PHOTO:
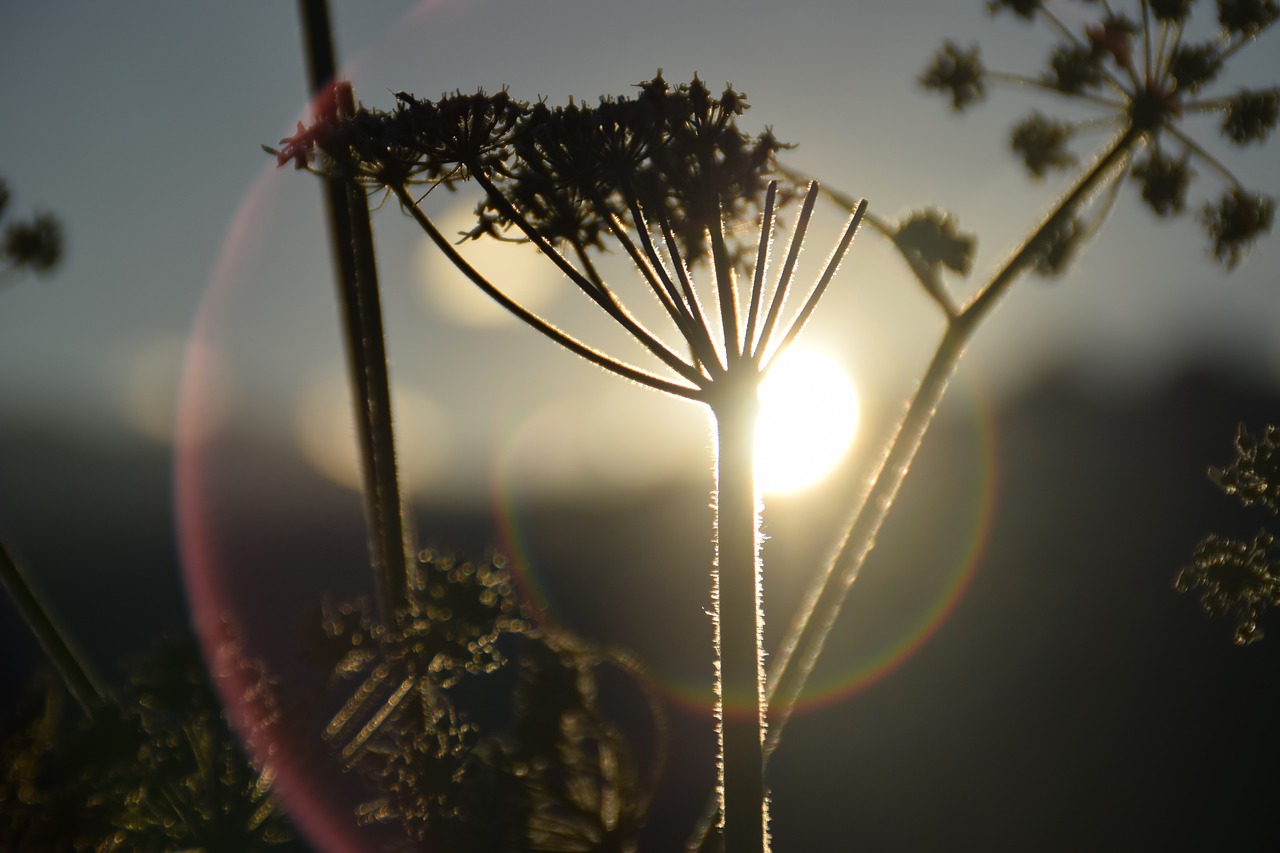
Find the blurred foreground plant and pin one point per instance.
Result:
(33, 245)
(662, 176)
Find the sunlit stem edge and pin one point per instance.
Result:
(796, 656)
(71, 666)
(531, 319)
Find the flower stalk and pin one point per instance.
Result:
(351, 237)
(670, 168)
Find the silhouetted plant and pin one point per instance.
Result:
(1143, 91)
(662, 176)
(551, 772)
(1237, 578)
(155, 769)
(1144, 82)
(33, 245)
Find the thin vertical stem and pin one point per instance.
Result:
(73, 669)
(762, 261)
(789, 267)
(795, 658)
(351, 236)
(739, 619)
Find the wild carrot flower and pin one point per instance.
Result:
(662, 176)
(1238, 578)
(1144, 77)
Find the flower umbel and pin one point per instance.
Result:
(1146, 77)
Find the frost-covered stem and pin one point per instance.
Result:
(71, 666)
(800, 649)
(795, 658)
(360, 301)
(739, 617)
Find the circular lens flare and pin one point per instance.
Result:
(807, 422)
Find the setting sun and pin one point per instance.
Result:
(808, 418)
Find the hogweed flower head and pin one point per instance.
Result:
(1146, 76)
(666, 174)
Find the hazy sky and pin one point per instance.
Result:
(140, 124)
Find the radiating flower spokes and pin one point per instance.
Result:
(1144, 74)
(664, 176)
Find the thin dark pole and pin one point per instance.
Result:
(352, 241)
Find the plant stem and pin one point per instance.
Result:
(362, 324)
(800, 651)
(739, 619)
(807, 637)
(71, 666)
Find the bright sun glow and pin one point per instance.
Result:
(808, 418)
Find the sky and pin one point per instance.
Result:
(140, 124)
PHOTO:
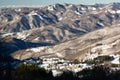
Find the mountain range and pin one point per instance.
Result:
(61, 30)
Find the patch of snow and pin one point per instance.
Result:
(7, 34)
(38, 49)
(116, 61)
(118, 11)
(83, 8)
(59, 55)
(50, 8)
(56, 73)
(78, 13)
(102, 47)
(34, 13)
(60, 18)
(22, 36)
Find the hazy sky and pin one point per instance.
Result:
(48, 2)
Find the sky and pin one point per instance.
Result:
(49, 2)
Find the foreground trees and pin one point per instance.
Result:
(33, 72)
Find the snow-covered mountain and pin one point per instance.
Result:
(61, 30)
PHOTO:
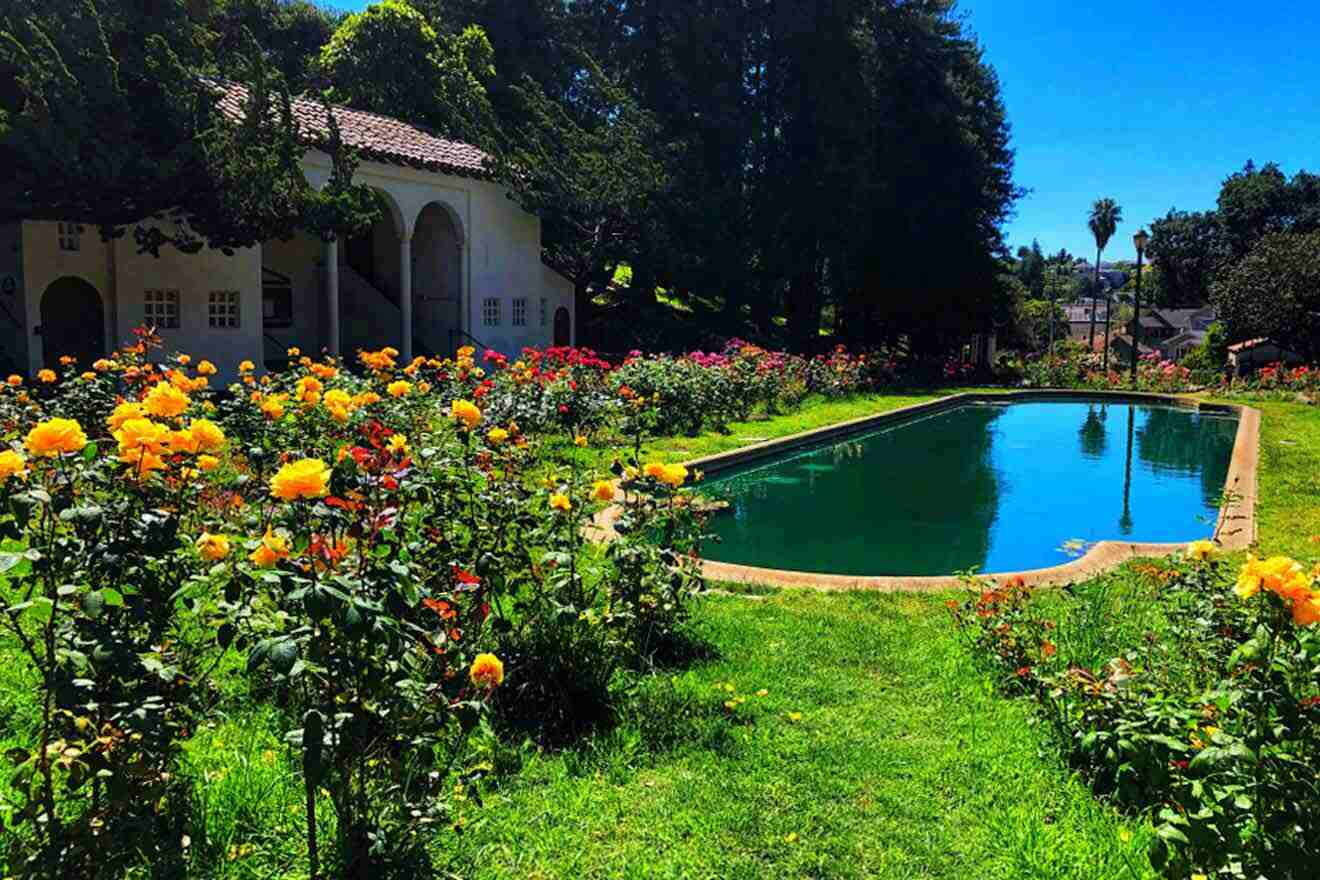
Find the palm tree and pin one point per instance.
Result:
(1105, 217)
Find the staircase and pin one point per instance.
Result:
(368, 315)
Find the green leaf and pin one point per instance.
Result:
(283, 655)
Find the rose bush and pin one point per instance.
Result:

Directions for this task: Reproduce the records above exactly, excluding every picture.

Response for this exercise:
PHOTO:
Find the blurred foreground plant and pin one point per instance.
Result:
(33, 245)
(662, 176)
Find the sunlit stem edge and pin one point per instance.
Result:
(796, 656)
(71, 666)
(531, 319)
Find the flower stalk and pin one point per instance.
Result:
(351, 237)
(670, 168)
Find the silhouetted plant and pin one point per instance.
Result:
(1143, 91)
(662, 176)
(551, 772)
(1237, 578)
(155, 769)
(1144, 82)
(33, 245)
Find the thin vertical stem and pin one point per instance.
Result:
(73, 669)
(762, 261)
(789, 267)
(795, 658)
(351, 236)
(739, 619)
Find the wild carrot flower and pin one point per instance.
Result:
(662, 176)
(1238, 578)
(1144, 77)
Find the flower umbel and pin one point per instance.
Result:
(1146, 77)
Find the frost-covered stem and pin one point per instance.
Result:
(71, 666)
(800, 649)
(795, 658)
(360, 301)
(739, 617)
Find the circular lens flare and pin one point per instance.
Result:
(807, 422)
Find the setting sun and pin one point per instance.
Result:
(808, 418)
Find the hogweed flower head and pin one point per instance.
Result:
(1146, 76)
(666, 174)
Find the hazy sky and pin one point per instance.
Result:
(140, 124)
Find the radiating flower spokes and pin one point per instance.
Result:
(1144, 74)
(664, 176)
Find the thin dark pole and pin one point per instance.
Result:
(352, 241)
Find the plant stem and pin one point per instance.
Result:
(362, 324)
(800, 651)
(739, 619)
(807, 637)
(71, 666)
Find the bright sun glow and pin one point per instance.
Result:
(808, 418)
Find the sky and pin one point per instance.
Result:
(140, 124)
PHOTO:
Find the mountain range and pin one point per instance.
Result:
(61, 30)
Find the patch of snow and pin one point per instance.
Result:
(7, 34)
(38, 49)
(116, 61)
(118, 11)
(83, 8)
(59, 55)
(50, 8)
(56, 73)
(78, 13)
(102, 47)
(34, 13)
(60, 18)
(22, 36)
Find the hazy sky and pin one point per instance.
Result:
(48, 2)
Find the sky and pin one point per instance.
Result:
(49, 2)
Find the foreground trees and pin one point per instance.
Result:
(33, 72)
Find the snow-covered mountain and pin one point per instance.
Result:
(61, 30)
PHOTO:
Find the palm tree and pin one point per instance.
Result:
(1105, 217)
Find the staircase and pin one point per instance.
Result:
(368, 315)
Find the green leaf and pin one point per instance.
Result:
(283, 655)
Find the rose bush and pin one point per instance.
Result:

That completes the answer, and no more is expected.